• _TASK DESCRIPTION_
Pick out and copy every line of the listing below that contains the string "guitar". Case counts.

Records from a point-labeling set:

- - -

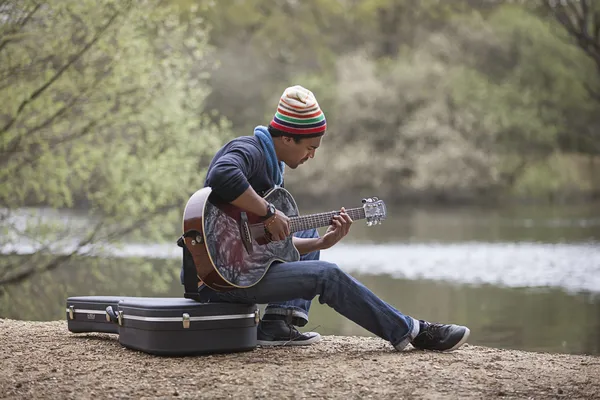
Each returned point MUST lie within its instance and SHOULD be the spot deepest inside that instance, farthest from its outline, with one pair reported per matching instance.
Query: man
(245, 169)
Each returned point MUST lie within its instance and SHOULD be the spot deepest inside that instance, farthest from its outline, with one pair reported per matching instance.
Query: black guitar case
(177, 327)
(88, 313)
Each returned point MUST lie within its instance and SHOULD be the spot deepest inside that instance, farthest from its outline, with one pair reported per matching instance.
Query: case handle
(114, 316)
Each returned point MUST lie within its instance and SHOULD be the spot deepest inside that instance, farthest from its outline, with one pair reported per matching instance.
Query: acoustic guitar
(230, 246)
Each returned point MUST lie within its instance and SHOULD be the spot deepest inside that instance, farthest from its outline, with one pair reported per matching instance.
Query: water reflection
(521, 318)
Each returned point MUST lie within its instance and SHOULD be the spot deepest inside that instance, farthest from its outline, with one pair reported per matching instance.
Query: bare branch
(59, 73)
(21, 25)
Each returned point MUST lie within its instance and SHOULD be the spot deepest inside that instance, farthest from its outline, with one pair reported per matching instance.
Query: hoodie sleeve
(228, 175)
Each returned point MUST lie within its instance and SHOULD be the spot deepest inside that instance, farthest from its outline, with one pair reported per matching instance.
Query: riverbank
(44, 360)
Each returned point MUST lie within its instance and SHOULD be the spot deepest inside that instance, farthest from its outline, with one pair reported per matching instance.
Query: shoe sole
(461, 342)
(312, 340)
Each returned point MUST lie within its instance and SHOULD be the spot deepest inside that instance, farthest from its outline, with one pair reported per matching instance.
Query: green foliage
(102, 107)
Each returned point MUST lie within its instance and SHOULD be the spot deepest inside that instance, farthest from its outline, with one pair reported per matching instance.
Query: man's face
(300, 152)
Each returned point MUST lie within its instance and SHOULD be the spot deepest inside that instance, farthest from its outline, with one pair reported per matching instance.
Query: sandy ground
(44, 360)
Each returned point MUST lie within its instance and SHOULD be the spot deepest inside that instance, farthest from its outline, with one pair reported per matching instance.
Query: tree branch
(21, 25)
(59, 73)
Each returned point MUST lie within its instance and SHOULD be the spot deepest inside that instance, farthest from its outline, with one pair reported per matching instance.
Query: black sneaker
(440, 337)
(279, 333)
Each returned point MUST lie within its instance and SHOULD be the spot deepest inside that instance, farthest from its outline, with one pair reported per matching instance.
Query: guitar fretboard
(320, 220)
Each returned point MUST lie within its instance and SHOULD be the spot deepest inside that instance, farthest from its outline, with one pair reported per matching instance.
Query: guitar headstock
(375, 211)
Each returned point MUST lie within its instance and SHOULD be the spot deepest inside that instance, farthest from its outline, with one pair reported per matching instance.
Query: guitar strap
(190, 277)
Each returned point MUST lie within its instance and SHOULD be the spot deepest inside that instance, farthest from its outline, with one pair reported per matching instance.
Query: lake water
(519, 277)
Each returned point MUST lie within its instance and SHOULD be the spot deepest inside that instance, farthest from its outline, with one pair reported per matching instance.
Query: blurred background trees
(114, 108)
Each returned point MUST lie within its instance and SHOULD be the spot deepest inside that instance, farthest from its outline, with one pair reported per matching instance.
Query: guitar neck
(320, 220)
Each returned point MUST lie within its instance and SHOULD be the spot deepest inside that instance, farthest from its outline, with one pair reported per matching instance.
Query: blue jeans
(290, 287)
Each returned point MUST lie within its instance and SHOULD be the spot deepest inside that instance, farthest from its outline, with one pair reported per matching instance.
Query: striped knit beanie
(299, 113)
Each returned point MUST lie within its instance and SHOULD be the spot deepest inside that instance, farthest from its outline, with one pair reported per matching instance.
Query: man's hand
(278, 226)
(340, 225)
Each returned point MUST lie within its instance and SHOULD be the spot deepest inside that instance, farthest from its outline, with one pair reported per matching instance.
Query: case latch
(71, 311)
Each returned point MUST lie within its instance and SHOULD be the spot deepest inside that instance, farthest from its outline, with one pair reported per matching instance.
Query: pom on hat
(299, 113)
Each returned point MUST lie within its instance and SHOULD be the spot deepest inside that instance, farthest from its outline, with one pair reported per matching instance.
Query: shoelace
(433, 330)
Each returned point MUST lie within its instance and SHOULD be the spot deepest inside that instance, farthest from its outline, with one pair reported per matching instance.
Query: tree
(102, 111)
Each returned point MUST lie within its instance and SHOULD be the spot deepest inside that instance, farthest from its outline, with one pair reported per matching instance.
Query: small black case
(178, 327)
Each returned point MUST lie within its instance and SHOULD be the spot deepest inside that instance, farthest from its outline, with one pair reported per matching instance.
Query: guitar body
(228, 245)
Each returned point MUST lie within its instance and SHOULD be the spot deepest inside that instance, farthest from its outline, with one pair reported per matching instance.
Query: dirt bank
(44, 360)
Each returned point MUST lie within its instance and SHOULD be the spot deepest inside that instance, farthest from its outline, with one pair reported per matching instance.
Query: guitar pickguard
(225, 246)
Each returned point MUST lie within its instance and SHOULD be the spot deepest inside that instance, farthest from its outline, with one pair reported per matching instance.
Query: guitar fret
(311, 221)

- - -

• _THE COMPLETED TASK_
Query: black guitar case
Query: acoustic guitar
Query: guitar fretboard
Query: guitar headstock
Query: guitar strap
Query: guitar neck
Query: guitar body
Query: guitar pickguard
Query: guitar fret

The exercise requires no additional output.